Given instruction ▸
Quote, word for word, every line starting at the line that contains "Locate every instance of the tree" and ending with the last line of the records; include both of these lines and no others.

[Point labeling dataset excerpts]
══════

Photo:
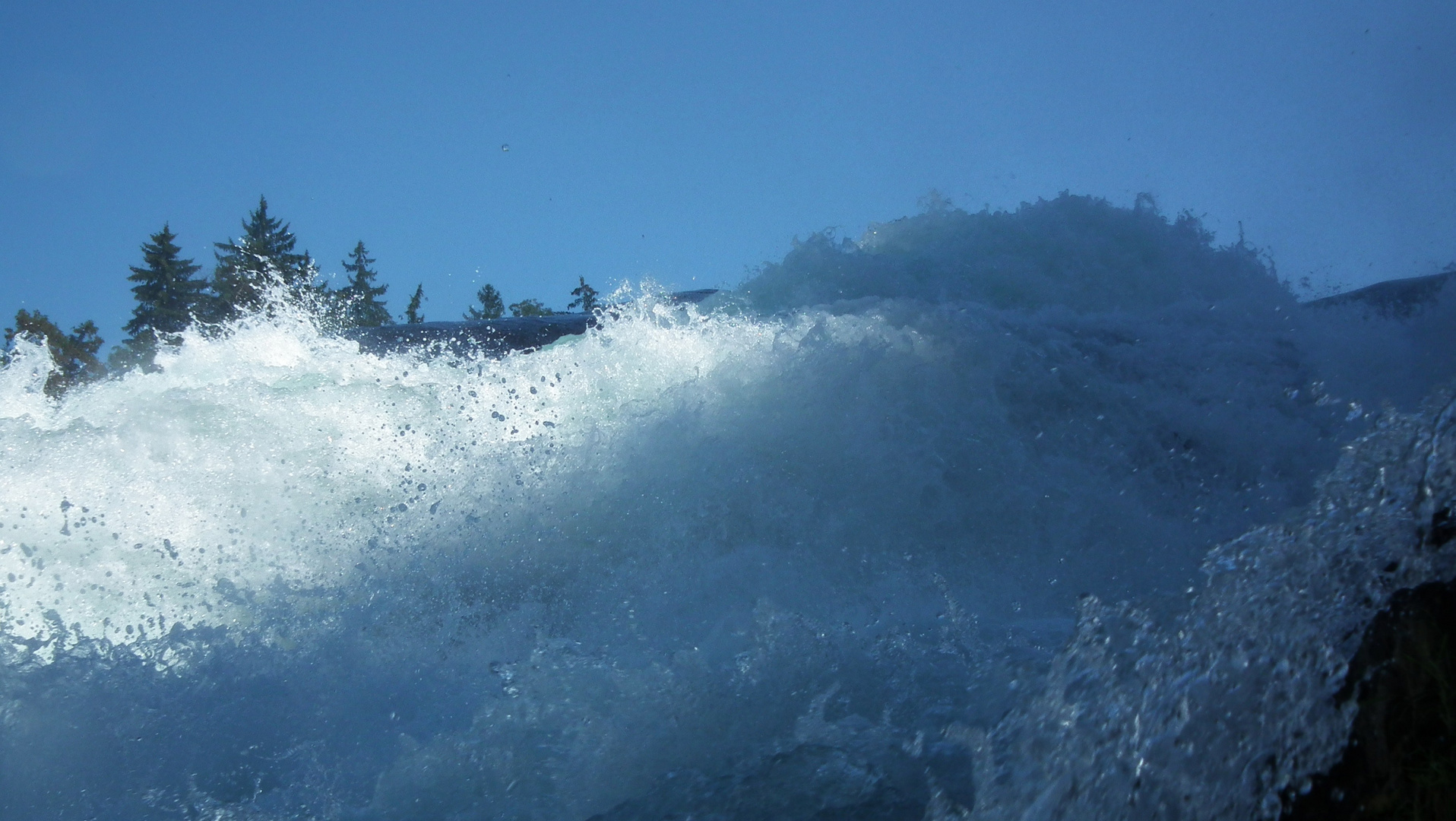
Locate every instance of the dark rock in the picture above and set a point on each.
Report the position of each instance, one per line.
(492, 337)
(486, 335)
(1401, 759)
(1394, 297)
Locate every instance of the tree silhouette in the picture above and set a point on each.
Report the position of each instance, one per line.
(530, 308)
(413, 315)
(360, 299)
(168, 300)
(586, 297)
(262, 256)
(74, 353)
(491, 305)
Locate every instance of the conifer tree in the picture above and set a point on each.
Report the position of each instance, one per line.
(360, 299)
(74, 353)
(491, 305)
(586, 297)
(168, 297)
(530, 308)
(262, 256)
(413, 315)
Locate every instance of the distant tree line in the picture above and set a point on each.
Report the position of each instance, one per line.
(171, 299)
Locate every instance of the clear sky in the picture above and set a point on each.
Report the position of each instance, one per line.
(688, 141)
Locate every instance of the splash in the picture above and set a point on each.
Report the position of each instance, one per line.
(796, 550)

══════

Output of the exercise ▸
Locate every instance of the tree silhouette in the picture above and set a point on each.
Report the position of each instance, one per line.
(530, 308)
(413, 315)
(360, 299)
(168, 300)
(586, 297)
(262, 256)
(74, 353)
(491, 305)
Locate every instance of the conifer tree in the picture above and set a point on each.
Report the position of each instance, one per line.
(360, 299)
(74, 353)
(491, 305)
(586, 297)
(168, 297)
(530, 308)
(262, 256)
(413, 315)
Locate every instance of the distant tree line in the picture above and set a point on each.
Report the position of each instance, one per line.
(171, 299)
Locate every instance of the clear sky in the picture above and set a point on each.
Report the position of each instance, one per line.
(688, 141)
Locate every instance of the splash in the picture above and set a point on each.
Report the position of each instance, one per line.
(796, 550)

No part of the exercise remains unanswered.